Yang Diminta —
Temukan semua baris dalam daftar di bawah ini yang memuat kata "green", lalu salin setiap baris tersebut.

Bahan yang Diberikan —
■ ■ ■ ■ ■
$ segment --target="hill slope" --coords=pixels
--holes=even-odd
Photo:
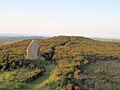
[[[26,63],[26,49],[30,42],[31,40],[23,40],[0,47],[1,74],[4,74],[6,70],[29,69],[28,67],[32,68],[31,65],[34,66],[33,72],[36,67],[44,72],[47,71],[48,68],[44,64],[41,65],[40,62],[35,64],[28,60],[29,63]],[[41,57],[45,61],[51,62],[51,65],[56,63],[56,66],[50,76],[36,86],[37,90],[120,89],[119,42],[101,42],[84,37],[58,36],[39,39],[39,43]],[[45,73],[41,75],[44,76]],[[39,79],[36,78],[36,80],[41,81],[41,75],[37,76]],[[24,81],[24,85],[23,82],[20,83],[20,88],[27,85],[26,83],[29,84],[26,81]]]

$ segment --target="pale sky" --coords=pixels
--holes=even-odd
[[[0,0],[0,34],[120,38],[120,0]]]

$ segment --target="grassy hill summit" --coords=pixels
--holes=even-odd
[[[29,60],[31,41],[0,46],[0,89],[120,90],[120,42],[79,36],[38,39],[41,58]]]

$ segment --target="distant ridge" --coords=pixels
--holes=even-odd
[[[120,39],[109,39],[109,38],[92,38],[97,41],[109,41],[109,42],[120,42]]]

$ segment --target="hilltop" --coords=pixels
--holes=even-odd
[[[120,42],[78,36],[38,41],[41,46],[38,61],[26,59],[31,39],[0,46],[1,89],[120,89]]]

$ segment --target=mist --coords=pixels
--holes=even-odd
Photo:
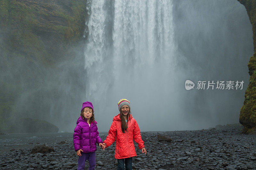
[[[12,106],[15,119],[44,120],[60,132],[72,132],[82,103],[89,101],[99,131],[107,132],[119,113],[117,102],[125,98],[141,131],[239,122],[253,52],[243,5],[236,0],[120,0],[87,5],[90,16],[75,56],[53,67],[18,57],[1,64],[7,70],[2,81],[19,88]],[[187,80],[194,89],[186,90]],[[196,89],[197,81],[217,80],[244,83],[242,90]]]
[[[84,100],[94,104],[100,130],[108,130],[122,98],[142,131],[239,122],[253,47],[238,2],[119,1],[91,10]],[[194,89],[186,90],[186,80]],[[242,90],[196,89],[198,81],[218,80],[244,83]]]

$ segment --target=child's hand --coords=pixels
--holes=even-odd
[[[82,151],[82,152],[84,152],[84,151],[81,149],[79,150],[78,150],[78,151],[76,151],[76,155],[79,156],[82,156],[82,155],[81,155],[81,153],[80,153],[80,152],[81,151]]]
[[[147,151],[146,151],[146,149],[145,149],[145,148],[143,148],[141,149],[141,151],[142,151],[142,153],[145,152],[145,155],[147,153]]]
[[[105,148],[106,147],[105,146],[105,145],[104,145],[104,144],[102,144],[102,143],[100,143],[99,144],[99,145],[100,146],[100,147],[101,147],[101,148],[102,149],[103,149],[103,151],[104,150],[104,149],[105,149]]]

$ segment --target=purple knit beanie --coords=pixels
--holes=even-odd
[[[81,109],[81,112],[82,111],[84,108],[86,107],[90,107],[92,109],[92,111],[93,111],[93,106],[92,106],[92,103],[90,101],[86,101],[83,103],[82,105],[82,109]]]

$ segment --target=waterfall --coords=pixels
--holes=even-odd
[[[86,99],[96,108],[108,106],[111,116],[118,113],[117,102],[122,98],[130,100],[132,113],[140,115],[142,105],[162,104],[175,79],[172,1],[91,4],[84,52]]]
[[[186,91],[184,86],[187,79],[231,78],[225,72],[242,67],[238,62],[236,66],[221,65],[225,57],[231,58],[238,50],[246,51],[239,48],[238,44],[228,45],[234,42],[230,30],[236,31],[237,27],[232,14],[244,12],[241,18],[248,20],[239,3],[88,2],[84,51],[86,92],[81,102],[89,100],[94,104],[96,120],[100,121],[98,127],[109,127],[113,117],[119,113],[117,103],[122,98],[130,101],[133,116],[144,123],[142,130],[149,131],[213,127],[220,123],[220,119],[224,120],[220,118],[223,111],[218,107],[219,103],[224,105],[226,101],[240,102],[237,98],[229,100],[231,93],[226,96],[219,91]],[[250,26],[249,22],[246,24]],[[240,40],[245,39],[241,37],[236,42],[243,42]],[[222,48],[228,51],[223,53],[224,50],[217,50]],[[239,93],[243,96],[243,92]],[[225,120],[239,111],[238,106],[227,108]],[[161,128],[150,126],[156,121]]]

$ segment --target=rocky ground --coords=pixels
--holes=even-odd
[[[256,169],[256,135],[241,134],[241,127],[234,125],[208,129],[142,132],[147,152],[142,154],[134,143],[137,156],[133,158],[133,169]],[[100,134],[103,140],[107,135]],[[70,136],[45,143],[54,149],[50,153],[31,153],[33,147],[44,144],[40,143],[30,148],[4,151],[0,155],[0,169],[76,169],[78,157]],[[159,141],[161,137],[164,141]],[[95,169],[116,169],[115,146],[114,143],[103,151],[98,147]],[[85,169],[88,166],[87,162]]]

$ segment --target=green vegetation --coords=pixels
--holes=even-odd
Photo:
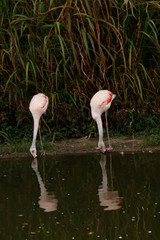
[[[32,135],[31,97],[49,97],[45,136],[96,136],[89,102],[117,94],[113,134],[159,134],[160,4],[120,0],[0,2],[0,142]]]

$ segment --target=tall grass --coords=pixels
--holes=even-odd
[[[31,96],[45,92],[51,129],[78,136],[77,122],[82,133],[90,127],[90,98],[105,88],[117,94],[117,130],[129,124],[127,109],[158,115],[159,13],[158,1],[2,0],[1,121],[22,127]]]

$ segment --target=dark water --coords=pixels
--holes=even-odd
[[[160,239],[160,154],[1,160],[0,239]]]

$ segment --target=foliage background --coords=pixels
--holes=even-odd
[[[117,94],[113,134],[159,134],[160,4],[134,0],[0,2],[0,139],[31,137],[31,97],[49,97],[44,134],[97,134],[89,102]]]

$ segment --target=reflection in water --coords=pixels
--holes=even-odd
[[[53,193],[47,192],[47,189],[46,189],[46,187],[42,181],[42,178],[39,174],[39,171],[38,171],[37,159],[33,160],[32,168],[37,175],[38,183],[39,183],[40,190],[41,190],[41,195],[40,195],[39,201],[38,201],[40,208],[43,208],[45,210],[45,212],[52,212],[52,211],[57,210],[58,200],[55,198],[55,195]]]
[[[112,159],[110,155],[110,178],[111,178],[111,187],[109,189],[109,176],[107,178],[106,171],[106,155],[101,154],[100,166],[102,169],[102,186],[98,189],[100,206],[106,207],[104,210],[117,210],[120,209],[119,205],[122,202],[122,198],[119,197],[118,191],[113,191],[113,180],[112,180]]]

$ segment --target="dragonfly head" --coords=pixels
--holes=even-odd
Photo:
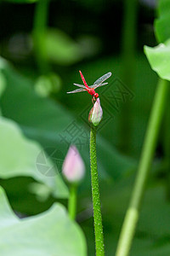
[[[94,96],[97,99],[99,97],[99,94],[95,92]]]

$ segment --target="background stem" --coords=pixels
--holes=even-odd
[[[122,38],[122,80],[129,90],[133,90],[135,53],[137,40],[138,1],[124,0]],[[130,145],[131,104],[123,103],[120,119],[120,149],[127,152]]]
[[[49,0],[37,1],[34,15],[33,41],[36,61],[41,73],[49,71],[46,47],[48,5]]]
[[[104,236],[96,156],[96,128],[94,126],[91,127],[90,132],[90,165],[96,256],[104,256]]]
[[[129,253],[139,216],[144,184],[156,149],[158,132],[166,105],[168,85],[168,82],[166,80],[160,80],[158,83],[139,161],[139,172],[119,238],[116,253],[116,256],[127,256]]]
[[[71,184],[70,188],[70,197],[68,203],[68,211],[71,219],[75,219],[76,213],[76,191],[77,186],[76,184]]]

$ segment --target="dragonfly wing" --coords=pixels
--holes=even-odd
[[[92,89],[96,89],[98,87],[100,87],[100,86],[104,86],[104,85],[106,85],[108,84],[108,83],[103,83],[103,84],[94,84],[94,85],[90,85],[89,88],[92,88]]]
[[[83,84],[73,84],[76,86],[86,89],[86,87]]]
[[[67,93],[76,93],[76,92],[82,92],[82,91],[86,91],[85,89],[76,89],[71,91],[67,91]]]
[[[103,83],[104,81],[105,81],[106,79],[108,79],[111,76],[111,73],[109,72],[107,73],[105,73],[105,75],[103,75],[101,78],[99,78],[99,79],[97,79],[94,84],[100,84],[101,83]]]

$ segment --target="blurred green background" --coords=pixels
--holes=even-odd
[[[93,104],[88,93],[66,91],[82,84],[79,70],[88,84],[112,73],[96,91],[104,110],[97,154],[105,251],[113,255],[157,83],[143,52],[156,44],[156,17],[151,0],[0,2],[0,183],[21,216],[54,201],[66,206],[60,172],[74,143],[86,164],[77,222],[88,255],[94,255],[87,122]],[[170,254],[167,109],[131,255]],[[47,159],[58,175],[47,177]]]

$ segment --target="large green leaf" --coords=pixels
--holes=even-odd
[[[45,155],[45,153],[43,153],[44,158],[42,160],[44,160],[44,163],[41,166],[37,166],[40,168],[39,171],[37,168],[38,155],[42,150],[40,145],[25,137],[14,121],[3,117],[0,119],[0,141],[3,145],[0,148],[1,178],[6,179],[20,176],[31,177],[46,184],[56,197],[65,198],[68,196],[67,188],[58,174],[56,166]],[[53,172],[50,177],[44,175],[42,168],[45,168],[47,172],[50,170]]]
[[[160,78],[170,80],[170,41],[151,48],[144,46],[148,61]]]
[[[82,230],[59,203],[40,215],[19,219],[0,188],[0,228],[3,256],[87,255]]]
[[[76,145],[79,148],[87,166],[87,179],[83,182],[82,188],[83,186],[89,188],[89,130],[86,129],[83,124],[77,123],[76,119],[59,103],[39,97],[32,90],[31,81],[21,77],[3,60],[0,62],[0,68],[7,79],[7,88],[2,98],[3,114],[19,123],[25,134],[40,142],[45,148],[47,147],[57,148],[63,157],[66,154],[68,144],[76,143],[74,137],[68,137],[68,134],[67,143],[61,139],[61,135],[65,136],[65,129],[69,125],[75,122],[74,125],[76,127],[79,125],[88,135],[86,143],[81,145],[80,141],[80,145],[78,142]],[[101,177],[120,178],[135,168],[135,161],[121,155],[110,143],[99,136],[98,152]]]
[[[59,29],[48,29],[46,41],[48,56],[54,63],[71,65],[82,58],[80,45]]]
[[[104,184],[102,189],[102,213],[105,241],[105,255],[115,255],[117,241],[128,206],[133,178],[122,180],[116,184]],[[154,185],[153,185],[154,183]],[[170,204],[165,188],[156,184],[146,188],[139,222],[133,241],[131,256],[170,255]],[[110,203],[111,202],[111,203]],[[88,255],[94,255],[93,219],[82,223],[88,247]]]

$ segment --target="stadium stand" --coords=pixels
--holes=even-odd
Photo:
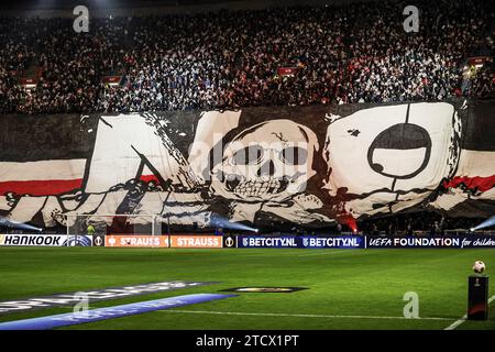
[[[0,113],[493,97],[494,4],[419,1],[421,30],[407,35],[404,6],[117,16],[78,35],[73,19],[4,18]],[[471,56],[486,61],[465,78]]]

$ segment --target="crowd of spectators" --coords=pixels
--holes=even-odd
[[[131,112],[493,97],[492,1],[218,11],[195,15],[0,21],[0,113]],[[36,89],[19,79],[35,67]],[[290,75],[279,68],[290,67]],[[122,85],[102,82],[123,76]],[[463,89],[463,87],[468,87]]]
■ ■ ■ ■ ■
Jawaban Tugas —
$ segment --target=green vegetation --coords=pixels
$ segment --target="blurred green background" --coords=pixels
$ segment --target="large green leaf" --coords=pixels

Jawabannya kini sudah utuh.